EXTRACTED INFORMATION =>
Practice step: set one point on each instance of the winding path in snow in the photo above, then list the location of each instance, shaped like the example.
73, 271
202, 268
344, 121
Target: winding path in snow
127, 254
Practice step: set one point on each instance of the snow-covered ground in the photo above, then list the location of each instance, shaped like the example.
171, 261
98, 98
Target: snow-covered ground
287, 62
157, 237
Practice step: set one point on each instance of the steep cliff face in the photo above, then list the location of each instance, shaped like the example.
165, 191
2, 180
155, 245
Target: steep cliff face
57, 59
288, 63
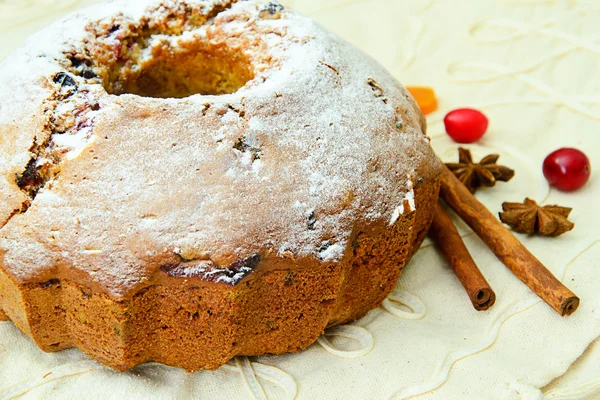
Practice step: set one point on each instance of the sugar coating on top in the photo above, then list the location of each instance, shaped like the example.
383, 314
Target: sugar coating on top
319, 142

THE PROBLEM => Every line above must appear in the answer unchanged, and no picture may appear in it.

RESULT FOR THIS TASK =>
Practice step: set one point on each instance of the winding path in snow in the photo above, then list the location of each instance, shaped like the example.
73, 271
202, 268
344, 121
Target: winding path in snow
127, 254
Practice step: set one point on each instance of the snow-covered ground in the photo above, then list the location of each instance, shaped like the example.
171, 261
98, 98
Target: snow-covered ground
287, 62
157, 237
Practice step: set one point on each instance of the steep cliff face in the photo above, then list the location of each instance, shaped like the example.
165, 191
2, 180
155, 245
Target: steep cliff face
57, 59
288, 63
Practice step: set one point on each instance of the sugar coating on top in the photo above, then list the location of each instance, shaped like the example.
383, 314
Target: sugar coating on top
319, 142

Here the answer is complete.